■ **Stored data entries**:
▬▬▬

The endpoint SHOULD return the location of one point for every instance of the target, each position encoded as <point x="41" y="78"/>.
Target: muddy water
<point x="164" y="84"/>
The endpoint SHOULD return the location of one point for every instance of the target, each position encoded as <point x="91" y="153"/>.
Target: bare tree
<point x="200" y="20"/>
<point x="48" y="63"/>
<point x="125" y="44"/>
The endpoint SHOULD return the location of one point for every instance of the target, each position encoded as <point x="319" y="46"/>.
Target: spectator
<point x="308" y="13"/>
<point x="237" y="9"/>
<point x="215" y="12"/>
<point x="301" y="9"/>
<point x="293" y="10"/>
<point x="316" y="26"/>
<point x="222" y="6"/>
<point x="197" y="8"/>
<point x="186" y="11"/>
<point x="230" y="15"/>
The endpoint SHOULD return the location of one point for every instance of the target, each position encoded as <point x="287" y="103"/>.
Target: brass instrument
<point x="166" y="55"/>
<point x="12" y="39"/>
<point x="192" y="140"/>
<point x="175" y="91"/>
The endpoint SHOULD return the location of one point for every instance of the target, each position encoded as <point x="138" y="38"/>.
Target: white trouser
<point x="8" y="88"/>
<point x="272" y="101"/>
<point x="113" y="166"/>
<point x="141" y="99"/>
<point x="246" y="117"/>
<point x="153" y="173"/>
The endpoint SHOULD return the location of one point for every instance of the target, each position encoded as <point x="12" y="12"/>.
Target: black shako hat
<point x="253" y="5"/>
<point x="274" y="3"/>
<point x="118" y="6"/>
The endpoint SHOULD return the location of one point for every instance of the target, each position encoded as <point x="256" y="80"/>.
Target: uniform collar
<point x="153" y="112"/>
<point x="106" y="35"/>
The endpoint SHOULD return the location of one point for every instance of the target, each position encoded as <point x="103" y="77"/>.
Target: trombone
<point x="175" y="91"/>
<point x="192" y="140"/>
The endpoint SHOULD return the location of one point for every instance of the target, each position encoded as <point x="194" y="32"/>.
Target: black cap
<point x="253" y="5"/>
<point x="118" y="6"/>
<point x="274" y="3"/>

▬▬▬

■ **Task directions**:
Produce an exact copy of every entry above.

■ **Result for this task**:
The endpoint SHOULD return the location of one point for every instance of the target, each position encoded as <point x="41" y="78"/>.
Target: muddy water
<point x="164" y="84"/>
The endpoint SHOULD return the location of one point for every instance of the target, each position encoded as <point x="91" y="153"/>.
Target: bare tree
<point x="200" y="20"/>
<point x="48" y="63"/>
<point x="125" y="44"/>
The endpoint SHOULD return the location of one point for every instance of the target, each position encoded as <point x="319" y="46"/>.
Target: spectator
<point x="308" y="13"/>
<point x="237" y="9"/>
<point x="215" y="12"/>
<point x="301" y="9"/>
<point x="293" y="10"/>
<point x="316" y="26"/>
<point x="222" y="6"/>
<point x="197" y="8"/>
<point x="186" y="11"/>
<point x="230" y="15"/>
The endpoint SHOULD return the location of one point for every instance of the target, each position encoded as <point x="287" y="103"/>.
Target: brass instrument
<point x="166" y="55"/>
<point x="12" y="39"/>
<point x="192" y="140"/>
<point x="175" y="91"/>
The endpoint SHOULD return the location of one point for every instance of the target, each position encoded as <point x="138" y="38"/>.
Target: white trouser
<point x="8" y="88"/>
<point x="272" y="101"/>
<point x="113" y="166"/>
<point x="141" y="99"/>
<point x="246" y="117"/>
<point x="153" y="173"/>
The endpoint SHOULD return the location of one point for every instance of the target, each position encoded as <point x="12" y="12"/>.
Target: black shako hat
<point x="253" y="5"/>
<point x="274" y="3"/>
<point x="118" y="6"/>
The endpoint SHOULD return the location of one point for every instance of the target, each position encoded as <point x="256" y="80"/>.
Target: uniform collar
<point x="153" y="112"/>
<point x="106" y="35"/>
The endpoint SHOULD return the location of one point for every instance of the target, each position encoded as <point x="103" y="77"/>.
Target: trombone
<point x="175" y="91"/>
<point x="192" y="140"/>
The endpoint SHOULD return the location of one point for every instance of the target, each position encoded as <point x="194" y="32"/>.
Target: black cap
<point x="253" y="5"/>
<point x="118" y="6"/>
<point x="274" y="3"/>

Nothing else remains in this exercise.